◆ **Extrait du document**:
○ ○ ○
Née dans une famille de la haute aristocratie russe (c'est son père, le comte Rostopchine, que l'on soupçonne d'avoir incendié Moscou, pour que la mère des villes de la sainte Russie ne tombe pas entre les gros bras du parvenu Napoléon), élevée par une mère aux passions sadomasochistes bizarres, elle est devenue française (et catholique romaine) en épousant Eugène de Ségur, qu'elle n'aima point (« Si j'avais su à quel point vous aviez les yeux jaunes, Eugène, jamais je ne vous aurais épousé »). Mais elle aima les enfants qu'il lui donna, et encore les petits-enfants que ceux-ci lui donnèrent, et qui firent d'elle une des plus grandes écrivains françaises et la pionnière de la littérature enfantine.
C'est un peu triste, d'ailleurs, l'histoire des fameuses petites filles, Camille et Madeleine, héroïnes du roman Les petites filles modèles. Car ces jeunes filles sages comme des images, devenues grandes, connurent l'amertume de la vraie vie. Camille épousa un gougnafier, un sale mec, vraiment, qui dépensa son fric (pour lequel il l'avait trompée et épousée), la violait, baisait avec des femmes devant elle, et elle mourut rapidement d'humiliation et de chagrin. Elle laissait un pauvre garçon, Paul, de santé fragile et très malheureux, qui mourut à la fin de l'adolescence. Quant à Madeleine, effarée par l'histoire de sa sœur, elle demeura célibataire. Les deux sœurs, aujourd'hui, sont enterrées côte à côte, pleurant ensemble, peut-être, la mort de l'enfance, la déception de grandir et la folie des éducations qui rendent bébête - et vulnérable.
On doit à la comtesse de Ségur la première autobiographie écrite en français par un animal : les Mémoires d'un âne, dans laquelle Cadichon expose aux humains (et aux autres ânes, peut-être), les grandeurs et les misères de sa condition. Ce célèbre âne-écrivain possède aujourd'hui sa rue, à Aube, village proche du château normand où la comtesse écrivait ; sur la place de la mairie, il a en outre une statue, qui le représente portant l'une des petites filles modèles sur son joli dos.
La comtesse a rendu hommage à sa patrie russe, dans deux beaux ouvrages, L'auberge de l'ange gardien et Le général Dourakine. Un hommage aussi mitigé et paradoxal que tous les messages qu'elle tenta de faire passer.
Sans famille : chef d’œuvre romanesque
Mais le premier écrivain qui use du code romanesque de la littérature générale pour composer une œuvre enfantine peine de grâce et de rebondissements, dans un style littéraire qui n'a rien à envier aux romans que l'époque donne aux grandes personnes, c'est Hector Malot.
Père d'une petite fille nommée Lucille, à laquelle il dédie son chef d’œuvre, Malot créée, avec Sans famille, une œuvre romanesque à la fois ancrée dans son époque et capable de défier le temps.
Ce roman, très littéraire, raconte l'histoire d'un enfant trouvé, Rémi. Rémi est vendu à un musicien ambulant italien, nommé Vitalis. Ils parcourent les routes de France avec leurs animaux, en faisant des spectacles dans les villages ; après de nombreuses péripéties, Rémi finit par retrouver sa vraie famille.
○ ○ ○
◆ **Données disponibles**:
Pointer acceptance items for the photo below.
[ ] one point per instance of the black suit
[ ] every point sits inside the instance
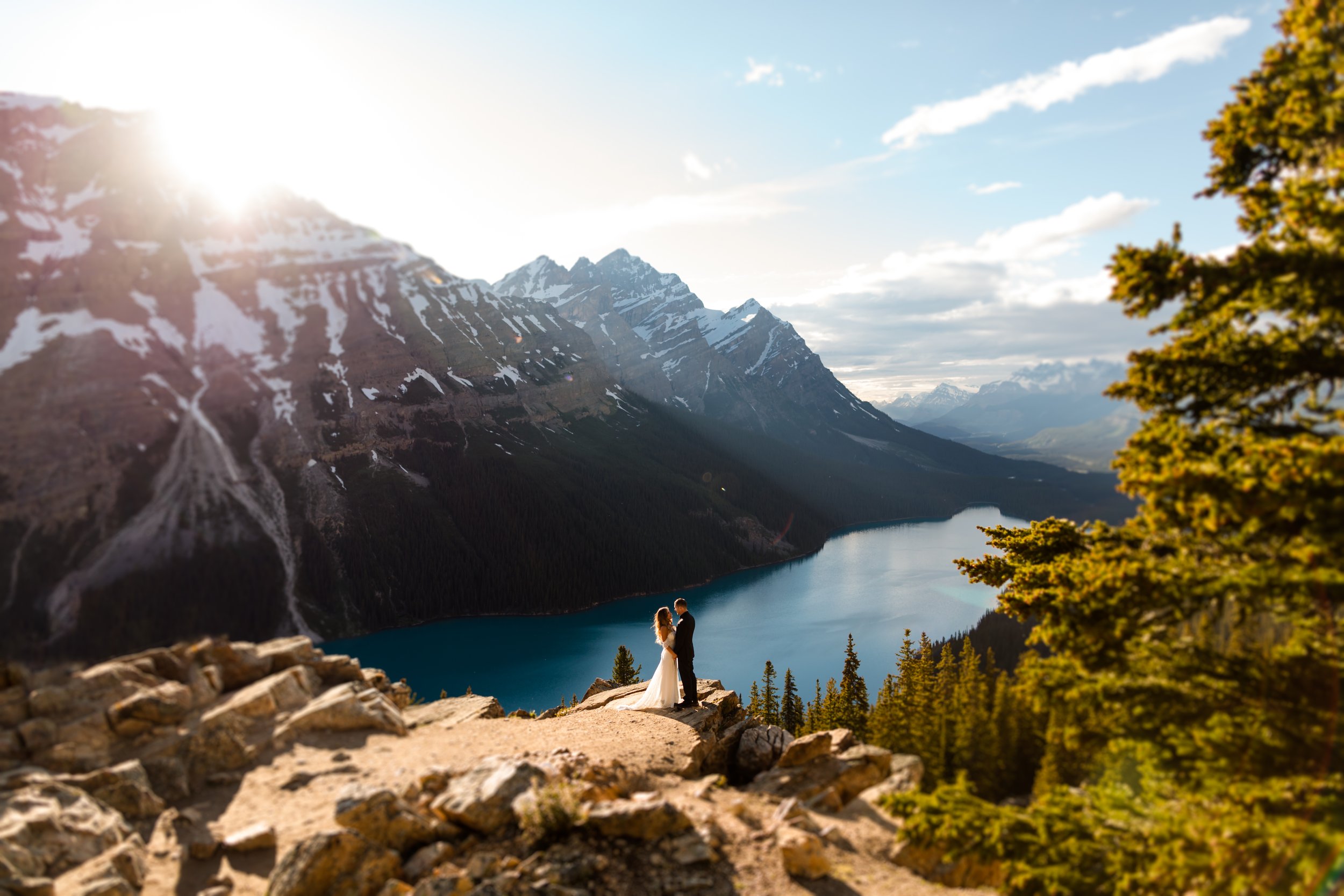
○ ○ ○
◆ **Consignes**:
1) Dans le texte sur la littérature pour enfants, à qui Hector Malot dédie-t-il son chef-d'œuvre ?
2) Reproduisez le passage du texte sur la littérature pour enfants commençant à « C'est un peu » et se terminant à « - et vulnérable. ».
3) Reprenez le texte sur la littérature pour enfants là où il s'arrête et poursuivez-le.
Le matériel n'a aucun lien avec le texte sur la littérature pour enfants.

◆ **Réponses rédigées**:
1) À sa petite fille nommée Lucille.

2)
C'est un peu triste, d'ailleurs, l'histoire des fameuses petites filles, Camille et Madeleine, héroïnes du roman Les petites filles modèles. Car ces jeunes filles sages comme des images, devenues grandes, connurent l'amertume de la vraie vie. Camille épousa un gougnafier, un sale mec, vraiment, qui dépensa son fric (pour lequel il l'avait trompée et épousée), la violait, baisait avec des femmes devant elle, et elle mourut rapidement d'humiliation et de chagrin. Elle laissait un pauvre garçon, Paul, de santé fragile et très malheureux, qui mourut à la fin de l'adolescence. Quant à Madeleine, effarée par l'histoire de sa sœur, elle demeura célibataire. Les deux sœurs, aujourd'hui, sont enterrées côte à côte, pleurant ensemble, peut-être, la mort de l'enfance, la déception de grandir et la folie des éducations qui rendent bébête - et vulnérable.

3)
Paru en 1878, ce roman, lu par des générations de francophones, fit l'objet d'une adaptation par le cinéaste de dessin animé Osamu Dezaki, sous la forme d'une série pour la télévision, dans les années 1977-78, soit cent ans après sa publication.
Entrez dans ce roman et vous n'en sortirez pas avant d'avoir laissé chaque phrase adoucir votre cœur :
Je suis un enfant trouvé.
Mais jusqu’à huit ans j’ai cru que, comme tous les autres enfants, j’avais une mère, car lorsque je pleurais, il y avait une femme qui me serrait si doucement dans ses bras, en me berçant, que mes larmes s’arrêtaient de couler.
Jamais je ne me couchais dans mon lit, sans qu’une femme vînt m’embrasser, et, quand le vent de décembre collait la neige contre les vitres blanchies, elle me prenait les pieds entre ses deux mains et elle restait à me les réchauffer en me chantant une chanson, dont je retrouve encore dans ma mémoire l’air, et quelques paroles.
Quand je gardais notre vache le long des chemins herbus ou dans les brandes, et que j’étais surpris par une pluie d’orage, elle accourait au-devant de moi et me forçait à m’abriter sous son jupon de laine relevé qu’elle me ramenait sur la tête et sur les épaules.
Enfin quand j’avais une querelle avec un de mes camarades, elle me faisait conter mes chagrins, et presque toujours elle trouvait de bonnes paroles pour me consoler ou me donner raison.
Par tout cela et par bien d’autres choses encore, par la façon dont elle me parlait, par la façon dont elle me regardait, par ses caresses, par la douceur qu’elle mettait dans ses gronderies, je croyais qu’elle était ma mère.
Gustave Doré, l'illustrateur
Parallèlement à cette double apparition de l'enfance dans les romans pour grandes personnes, et des livres pour enfants dans les librairies, le XIX°siècle voit la naissance de l'illustration à destination de la jeunesse.
Ici, il faut saluer le suprême artiste que fut Gustave Doré.
Né à Strasbourg en 1832 et mort à Paris, rue Saint-Dominique, il était graveur. Son père polyechnicien, brillant ingénieur, voulait qu'il fasse des hautes études, mais sa mère admirait ses beaux dessins d'enfant.
En effet, à 5 ans il dessine tout ce qui se passe autour de lui et dès l'âge de 8 ans il compose ses premières histoires dessinées, ce qui est très original pour son époque où les livres illustrés sont rares.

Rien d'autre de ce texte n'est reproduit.